Written request: Which lines of the data contain the string "gold"? Copy each such line in full.

Dataset rows:
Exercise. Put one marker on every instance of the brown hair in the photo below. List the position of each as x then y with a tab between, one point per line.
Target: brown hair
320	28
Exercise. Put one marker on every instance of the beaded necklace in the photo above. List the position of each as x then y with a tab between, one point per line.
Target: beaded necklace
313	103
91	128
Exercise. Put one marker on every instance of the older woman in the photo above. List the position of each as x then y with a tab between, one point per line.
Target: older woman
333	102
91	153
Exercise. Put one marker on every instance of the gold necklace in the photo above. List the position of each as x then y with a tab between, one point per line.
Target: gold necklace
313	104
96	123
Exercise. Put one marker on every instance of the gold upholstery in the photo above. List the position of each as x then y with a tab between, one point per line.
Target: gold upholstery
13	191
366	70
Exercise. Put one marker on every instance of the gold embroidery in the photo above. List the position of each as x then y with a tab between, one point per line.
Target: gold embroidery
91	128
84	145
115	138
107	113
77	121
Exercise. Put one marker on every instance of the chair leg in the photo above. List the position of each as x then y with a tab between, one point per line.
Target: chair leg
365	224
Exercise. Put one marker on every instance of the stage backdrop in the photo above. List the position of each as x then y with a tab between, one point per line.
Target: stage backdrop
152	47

--

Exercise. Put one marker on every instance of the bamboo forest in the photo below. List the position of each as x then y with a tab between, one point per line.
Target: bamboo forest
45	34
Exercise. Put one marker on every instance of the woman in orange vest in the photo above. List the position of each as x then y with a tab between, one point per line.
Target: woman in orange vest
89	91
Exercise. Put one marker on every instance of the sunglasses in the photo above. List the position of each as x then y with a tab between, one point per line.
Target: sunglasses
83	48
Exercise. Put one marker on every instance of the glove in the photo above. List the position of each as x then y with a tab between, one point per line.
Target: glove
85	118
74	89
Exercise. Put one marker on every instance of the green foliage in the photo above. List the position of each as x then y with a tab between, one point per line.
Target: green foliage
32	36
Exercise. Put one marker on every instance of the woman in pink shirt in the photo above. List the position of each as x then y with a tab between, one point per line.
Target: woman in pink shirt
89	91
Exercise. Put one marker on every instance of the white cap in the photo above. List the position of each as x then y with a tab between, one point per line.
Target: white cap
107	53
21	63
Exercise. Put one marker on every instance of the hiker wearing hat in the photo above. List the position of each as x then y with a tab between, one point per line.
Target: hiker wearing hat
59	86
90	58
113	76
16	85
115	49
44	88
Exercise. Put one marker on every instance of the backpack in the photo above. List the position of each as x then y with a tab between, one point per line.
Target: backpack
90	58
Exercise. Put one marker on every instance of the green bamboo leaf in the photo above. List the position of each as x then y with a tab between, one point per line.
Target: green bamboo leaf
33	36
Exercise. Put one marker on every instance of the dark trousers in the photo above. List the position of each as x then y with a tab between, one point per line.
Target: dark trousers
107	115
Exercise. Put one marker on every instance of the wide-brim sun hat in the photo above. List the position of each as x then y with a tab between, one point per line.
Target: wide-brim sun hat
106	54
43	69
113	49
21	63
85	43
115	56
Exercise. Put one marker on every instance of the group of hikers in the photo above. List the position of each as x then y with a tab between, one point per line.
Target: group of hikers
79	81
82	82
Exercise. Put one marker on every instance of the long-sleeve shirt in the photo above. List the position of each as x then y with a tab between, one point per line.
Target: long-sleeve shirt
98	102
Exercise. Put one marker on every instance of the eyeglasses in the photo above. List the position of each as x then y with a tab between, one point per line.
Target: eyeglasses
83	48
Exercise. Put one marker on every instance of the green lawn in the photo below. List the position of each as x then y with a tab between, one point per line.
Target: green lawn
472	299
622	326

Result:
Exercise. Put one marker on every instance of the gold necklace in the photo above. List the position of each as x then y with a tab between, one point per line.
Target: gold necklace
Exercise. Put one marker on every instance of the gold upholstery in the photo above. List the position of each as x then y with a tab between, one point per line.
Target: gold upholstery
Exercise. Put one marker on every instance of the gold embroidery in the photo above. List the position of each as x then y with a tab between, one point per line.
Target: gold embroidery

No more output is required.